TEXT BLOCK ▸
Saturday, February 25, 2012

ANS -- Republicans Have Gone Crazy Before

This is by Doug Muder.  It's about the conservative party periodically going crazy, and then getting over it, for a while.  You'll see my plaintive questions at the end of the discussion (so far).
Find it here:  http://weeklysift.com/2012/02/20/republicans-have-gone-crazy-before/#comment-1983   
--Kim




making sense of the news one week at a time

Republicans Have Gone Crazy Before

The most comforting thing about reading history is that you know the story comes out at least sort of OK. After all, if the world had really ended back then, you wouldn't be sitting here reading this book.

This week I've been reading Rule and Ruin: the downfall of moderation and the destruction of the Republican Party from Eisenhower to the Tea Party. You might imagine that story would be depressing, but I'm finding it strangely hopeful, for this reason: Republicans have gone crazy before, and they more-or-less recovered from it.

So they might recover again.

Regular readers of the Weekly Sift know that I think the current Republican Party is insane. I agree with David Frum that conservatives have created an alternate reality "with its own facts, its own history, its own laws of economics". As a result, the main Republican "accomplishments" of recent years have been to prevent the country from dealing with real-world problems like global warming or growing inequality, and they're fighting a last-ditch effort to stop Democrats from doing anything to help the 50 million Americans who lack health insurance.

Delusional thinking is understandable when the fantasy is at least pleasant. But in the conservative Bizarro World, our country is ruled by foreign-born usurper who is trying to destroy the Christian religion and replace the Constitution with either Communist dictatorship or Sharia or (somehow) both. We are beset by all manner of bizarre conspiracies, mapped out from beyond the grave by Saul Alinsky and orchestrated by Marxist multi-billionaire George Soros.

EXERCISE TASK 1 ▸ Can you render the records as a JSON list of strings, one string per line with blank lines left out, covering everything from the line containing "Reviewer note: every instance of the sanded" down through the end of the records?

RECORDS FOR PROCESSING ▸

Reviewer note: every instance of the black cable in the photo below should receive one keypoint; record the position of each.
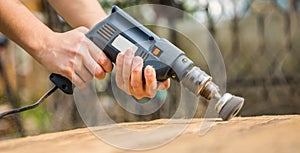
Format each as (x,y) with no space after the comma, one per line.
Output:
(22,109)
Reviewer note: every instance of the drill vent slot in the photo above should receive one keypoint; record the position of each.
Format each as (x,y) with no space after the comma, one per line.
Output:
(106,31)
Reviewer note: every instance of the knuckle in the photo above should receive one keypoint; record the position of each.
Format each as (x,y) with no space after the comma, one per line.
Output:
(101,75)
(68,72)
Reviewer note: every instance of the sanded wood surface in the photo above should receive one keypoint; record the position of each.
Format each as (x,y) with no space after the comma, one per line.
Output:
(263,134)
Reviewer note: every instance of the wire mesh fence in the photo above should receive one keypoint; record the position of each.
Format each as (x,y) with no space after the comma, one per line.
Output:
(259,40)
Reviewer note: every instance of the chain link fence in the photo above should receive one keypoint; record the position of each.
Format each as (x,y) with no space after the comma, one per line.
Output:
(259,40)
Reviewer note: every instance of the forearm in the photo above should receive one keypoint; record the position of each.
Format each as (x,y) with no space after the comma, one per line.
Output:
(79,12)
(21,26)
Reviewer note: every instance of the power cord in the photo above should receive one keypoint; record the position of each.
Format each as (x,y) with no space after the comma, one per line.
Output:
(22,109)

EXERCISE TASK 2 ▸ In the essay on Republicans going crazy before, why does the writer find reading Rule and Ruin strangely hopeful instead of depressing?

EXERCISE SOLUTION 1 ▸
[
  "Reviewer note: every instance of the sanded wood surface in the photo above should receive one keypoint; record the position of each.",
  "Format each as (x,y) with no space after the comma, one per line.",
  "Output:",
  "(263,134)",
  "Reviewer note: every instance of the wire mesh fence in the photo above should receive one keypoint; record the position of each.",
  "Format each as (x,y) with no space after the comma, one per line.",
  "Output:",
  "(259,40)",
  "Reviewer note: every instance of the chain link fence in the photo above should receive one keypoint; record the position of each.",
  "Format each as (x,y) with no space after the comma, one per line.",
  "Output:",
  "(259,40)",
  "Reviewer note: every instance of the forearm in the photo above should receive one keypoint; record the position of each.",
  "Format each as (x,y) with no space after the comma, one per line.",
  "Output:",
  "(79,12)",
  "(21,26)",
  "Reviewer note: every instance of the power cord in the photo above should receive one keypoint; record the position of each.",
  "Format each as (x,y) with no space after the comma, one per line.",
  "Output:",
  "(22,109)"
]

EXERCISE SOLUTION 2 ▸ The book shows that Republicans have gone crazy before and more or less recovered from it. That history suggests they might recover again.